# Text provided start

To be more specific, the suggested analytical framework relies on three main components: feature calculation, development of an ML system, and evaluation models against the top-performing categories. Considering the magnitudes of the recorded EQs/QBs presented in Table 1, it is anticipated that aftershocks will occur. It is important to note that the aftershocks may occur after the mainshock, ranging from weeks to years. Additionally, the quantity of aftershocks is contingent upon the magnitude of the mainshock.
In the proposed approach, we have utilized four ML classification models. The classification system used focuses on two distinct classes: class “0” for EQs and class “1” for QBs. We have created Python code that depends on the Scikit-Learn module. In addition, the configuration settings of the top-performing model that result in the optimal performance.

# Text provided end
# Dataset extract start

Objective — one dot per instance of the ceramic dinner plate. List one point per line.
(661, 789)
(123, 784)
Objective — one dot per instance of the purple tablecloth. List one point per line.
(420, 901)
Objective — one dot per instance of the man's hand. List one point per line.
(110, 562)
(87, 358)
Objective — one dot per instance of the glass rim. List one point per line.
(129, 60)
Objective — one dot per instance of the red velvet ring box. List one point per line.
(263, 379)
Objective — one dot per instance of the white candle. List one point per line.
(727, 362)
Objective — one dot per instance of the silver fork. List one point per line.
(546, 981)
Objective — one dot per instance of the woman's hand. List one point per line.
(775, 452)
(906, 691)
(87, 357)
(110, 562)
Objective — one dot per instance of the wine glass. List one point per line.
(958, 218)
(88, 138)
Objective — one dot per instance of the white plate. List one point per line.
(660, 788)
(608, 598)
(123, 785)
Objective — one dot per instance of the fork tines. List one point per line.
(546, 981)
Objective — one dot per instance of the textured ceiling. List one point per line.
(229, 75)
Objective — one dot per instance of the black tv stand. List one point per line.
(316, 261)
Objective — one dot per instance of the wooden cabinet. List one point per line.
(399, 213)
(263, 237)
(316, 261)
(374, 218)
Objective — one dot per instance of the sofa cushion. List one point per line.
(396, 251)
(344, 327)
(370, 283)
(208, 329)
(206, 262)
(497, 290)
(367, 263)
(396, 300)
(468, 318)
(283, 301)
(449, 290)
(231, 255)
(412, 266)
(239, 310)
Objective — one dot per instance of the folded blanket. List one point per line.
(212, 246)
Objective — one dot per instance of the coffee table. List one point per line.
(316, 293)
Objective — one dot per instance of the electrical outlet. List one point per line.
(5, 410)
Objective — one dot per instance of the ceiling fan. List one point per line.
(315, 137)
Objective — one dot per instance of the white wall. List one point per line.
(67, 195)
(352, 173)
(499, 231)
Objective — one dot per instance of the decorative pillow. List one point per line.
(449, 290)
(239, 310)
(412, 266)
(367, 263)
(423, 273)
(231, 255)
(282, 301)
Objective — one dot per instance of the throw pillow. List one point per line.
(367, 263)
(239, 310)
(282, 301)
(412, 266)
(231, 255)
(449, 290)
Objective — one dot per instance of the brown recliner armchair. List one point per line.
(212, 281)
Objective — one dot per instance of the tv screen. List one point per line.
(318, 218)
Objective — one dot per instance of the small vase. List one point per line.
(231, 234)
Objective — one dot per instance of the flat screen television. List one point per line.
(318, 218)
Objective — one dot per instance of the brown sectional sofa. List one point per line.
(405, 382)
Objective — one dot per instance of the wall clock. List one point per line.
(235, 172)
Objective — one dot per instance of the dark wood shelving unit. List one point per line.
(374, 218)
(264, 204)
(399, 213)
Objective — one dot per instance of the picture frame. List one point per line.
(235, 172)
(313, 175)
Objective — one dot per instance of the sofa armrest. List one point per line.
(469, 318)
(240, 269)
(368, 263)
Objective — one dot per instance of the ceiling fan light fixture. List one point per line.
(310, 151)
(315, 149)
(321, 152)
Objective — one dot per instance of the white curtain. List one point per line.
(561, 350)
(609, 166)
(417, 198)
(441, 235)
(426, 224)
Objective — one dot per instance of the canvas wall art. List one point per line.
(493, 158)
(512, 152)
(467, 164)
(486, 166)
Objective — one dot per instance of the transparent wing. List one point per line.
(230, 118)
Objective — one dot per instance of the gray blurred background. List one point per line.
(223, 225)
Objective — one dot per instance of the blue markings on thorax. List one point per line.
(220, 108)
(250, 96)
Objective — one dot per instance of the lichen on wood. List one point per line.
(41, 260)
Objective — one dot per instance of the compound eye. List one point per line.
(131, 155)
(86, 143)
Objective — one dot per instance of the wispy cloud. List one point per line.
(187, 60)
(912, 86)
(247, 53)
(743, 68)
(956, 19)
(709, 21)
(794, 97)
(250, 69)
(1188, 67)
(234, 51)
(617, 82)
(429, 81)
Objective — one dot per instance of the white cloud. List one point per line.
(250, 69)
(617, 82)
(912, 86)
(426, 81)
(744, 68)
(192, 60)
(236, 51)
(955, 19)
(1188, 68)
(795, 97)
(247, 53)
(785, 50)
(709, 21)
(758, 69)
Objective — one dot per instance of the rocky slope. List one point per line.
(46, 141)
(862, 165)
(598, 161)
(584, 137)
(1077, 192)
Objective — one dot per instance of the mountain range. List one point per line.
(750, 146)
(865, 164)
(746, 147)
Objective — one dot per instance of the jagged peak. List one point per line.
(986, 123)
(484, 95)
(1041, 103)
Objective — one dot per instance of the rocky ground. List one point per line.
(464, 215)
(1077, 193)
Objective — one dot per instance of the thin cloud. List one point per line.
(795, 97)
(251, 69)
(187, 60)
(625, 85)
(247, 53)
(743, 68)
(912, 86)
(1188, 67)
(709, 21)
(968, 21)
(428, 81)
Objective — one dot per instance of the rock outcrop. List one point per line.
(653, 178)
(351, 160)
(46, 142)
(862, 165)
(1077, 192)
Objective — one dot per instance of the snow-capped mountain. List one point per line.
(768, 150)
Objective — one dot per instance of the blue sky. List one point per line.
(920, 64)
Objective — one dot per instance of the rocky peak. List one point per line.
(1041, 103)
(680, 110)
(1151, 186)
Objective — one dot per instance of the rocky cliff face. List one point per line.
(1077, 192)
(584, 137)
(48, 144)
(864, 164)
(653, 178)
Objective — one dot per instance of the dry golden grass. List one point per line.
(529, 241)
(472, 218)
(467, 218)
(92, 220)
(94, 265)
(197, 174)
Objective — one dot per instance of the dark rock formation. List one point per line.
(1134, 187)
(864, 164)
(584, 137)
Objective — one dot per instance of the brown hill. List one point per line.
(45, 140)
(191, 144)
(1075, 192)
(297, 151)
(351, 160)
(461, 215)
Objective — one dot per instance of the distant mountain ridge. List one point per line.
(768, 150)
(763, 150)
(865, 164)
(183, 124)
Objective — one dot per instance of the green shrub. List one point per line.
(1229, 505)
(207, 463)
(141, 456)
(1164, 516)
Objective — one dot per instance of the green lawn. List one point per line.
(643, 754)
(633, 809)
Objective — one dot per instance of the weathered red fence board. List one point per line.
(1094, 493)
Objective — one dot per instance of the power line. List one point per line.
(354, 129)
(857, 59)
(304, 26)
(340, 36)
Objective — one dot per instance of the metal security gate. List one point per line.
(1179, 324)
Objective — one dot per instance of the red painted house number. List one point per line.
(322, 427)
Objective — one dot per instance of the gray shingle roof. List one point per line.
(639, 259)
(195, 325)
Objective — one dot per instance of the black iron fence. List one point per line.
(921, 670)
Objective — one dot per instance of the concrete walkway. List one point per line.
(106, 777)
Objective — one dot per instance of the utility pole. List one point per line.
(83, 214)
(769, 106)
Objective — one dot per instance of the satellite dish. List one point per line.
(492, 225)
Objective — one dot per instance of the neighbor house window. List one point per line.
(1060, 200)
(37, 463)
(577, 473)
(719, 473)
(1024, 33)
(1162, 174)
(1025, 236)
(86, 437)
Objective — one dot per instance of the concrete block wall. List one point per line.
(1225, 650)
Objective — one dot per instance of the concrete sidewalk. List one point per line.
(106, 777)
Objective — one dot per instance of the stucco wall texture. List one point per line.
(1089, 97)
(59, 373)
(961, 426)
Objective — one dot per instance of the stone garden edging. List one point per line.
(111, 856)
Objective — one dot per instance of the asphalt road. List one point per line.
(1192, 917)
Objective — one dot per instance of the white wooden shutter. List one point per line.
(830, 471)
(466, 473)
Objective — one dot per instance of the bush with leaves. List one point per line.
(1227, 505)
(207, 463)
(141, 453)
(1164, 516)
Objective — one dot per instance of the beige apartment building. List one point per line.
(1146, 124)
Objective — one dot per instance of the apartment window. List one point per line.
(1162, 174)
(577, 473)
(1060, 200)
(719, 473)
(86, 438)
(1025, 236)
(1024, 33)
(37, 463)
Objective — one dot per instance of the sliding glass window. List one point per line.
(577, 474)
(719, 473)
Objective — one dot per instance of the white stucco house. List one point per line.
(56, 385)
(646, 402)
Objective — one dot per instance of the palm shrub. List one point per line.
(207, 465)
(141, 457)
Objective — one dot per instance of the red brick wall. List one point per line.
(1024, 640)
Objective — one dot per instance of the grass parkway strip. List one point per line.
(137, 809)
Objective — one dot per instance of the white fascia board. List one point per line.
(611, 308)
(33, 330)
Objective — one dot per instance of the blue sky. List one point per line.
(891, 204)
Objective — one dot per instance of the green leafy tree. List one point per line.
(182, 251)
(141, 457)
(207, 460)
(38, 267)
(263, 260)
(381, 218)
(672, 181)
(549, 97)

# Dataset extract end

## Set problem 1
According to the excerpt, how many ML classification models were used in the proposed approach?
## Set problem 2
Please retype everything in the excerpt from "In the proposed" down to "the optimal performance.".
## Set problem 3
Do these statements agree with the excerpt? Give yes or no for each, with the deciding words quoted. (a) Class “1” stands for EQs. (b) The Python code depends on the Scikit-Learn module. (c) Aftershocks occur only within weeks of the mainshock.

## Written answer 1
Four.

## Written answer 2
In the proposed approach, we have utilized four ML classification models. The classification system used focuses on two distinct classes: class “0” for EQs and class “1” for QBs. We have created Python code that depends on the Scikit-Learn module. In addition, the configuration settings of the top-performing model that result in the optimal performance.

## Written answer 3
(a) No: "class “0” for EQs and class “1” for QBs."
(b) Yes: "We have created Python code that depends on the Scikit-Learn module."
(c) No: "the aftershocks may occur after the mainshock, ranging from weeks to years."